§ **Task**:
Everything in the listing below must be set down again exactly, apart from the pictures.

[Supplied material Boundary: Start]

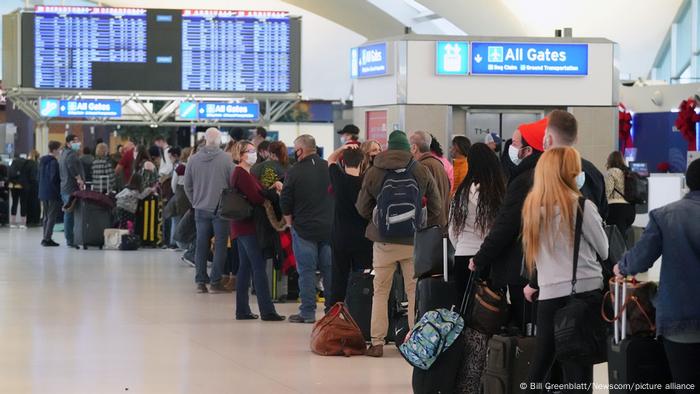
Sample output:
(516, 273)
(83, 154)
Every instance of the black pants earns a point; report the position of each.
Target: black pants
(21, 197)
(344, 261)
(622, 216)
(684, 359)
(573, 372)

[Supplied material Boundary: End]

§ **Response area**:
Sample output:
(516, 273)
(83, 154)
Every instance of the black pants earns a point; report the position of each.
Target: black pants
(21, 197)
(344, 261)
(622, 216)
(684, 359)
(573, 372)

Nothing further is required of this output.